Whenever a line in this data holds the word "railing", report that line in full.

___ Data listing ___

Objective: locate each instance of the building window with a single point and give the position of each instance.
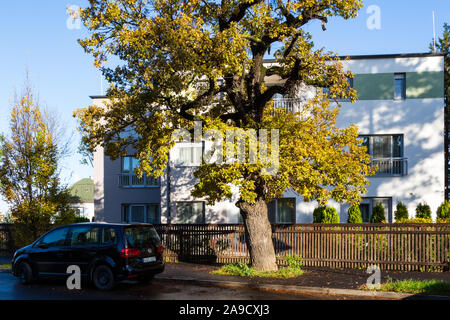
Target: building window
(327, 93)
(399, 86)
(129, 179)
(367, 204)
(279, 211)
(387, 153)
(188, 154)
(141, 213)
(192, 212)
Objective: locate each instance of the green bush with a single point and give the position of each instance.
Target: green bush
(378, 214)
(354, 215)
(443, 211)
(401, 213)
(325, 215)
(423, 211)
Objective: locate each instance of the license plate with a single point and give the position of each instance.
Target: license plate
(149, 259)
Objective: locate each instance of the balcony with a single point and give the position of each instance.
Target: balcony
(289, 104)
(390, 166)
(131, 180)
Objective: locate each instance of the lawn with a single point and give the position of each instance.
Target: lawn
(430, 287)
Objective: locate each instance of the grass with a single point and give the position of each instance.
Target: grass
(430, 287)
(243, 270)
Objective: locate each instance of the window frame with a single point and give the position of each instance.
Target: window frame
(65, 244)
(132, 173)
(371, 201)
(391, 157)
(190, 145)
(400, 76)
(203, 217)
(275, 205)
(69, 238)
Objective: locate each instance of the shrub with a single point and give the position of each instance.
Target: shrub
(423, 211)
(401, 213)
(378, 214)
(443, 211)
(325, 215)
(354, 215)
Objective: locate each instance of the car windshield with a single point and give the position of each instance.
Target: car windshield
(141, 237)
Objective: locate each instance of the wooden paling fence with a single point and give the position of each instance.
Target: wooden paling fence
(6, 242)
(402, 247)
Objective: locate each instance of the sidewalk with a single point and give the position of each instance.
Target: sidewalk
(314, 280)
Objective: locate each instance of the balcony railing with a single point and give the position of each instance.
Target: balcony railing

___

Solution for this exercise:
Objective: locate each instance of the balcony railing with a single point and give the position of each instance.
Target: balcony railing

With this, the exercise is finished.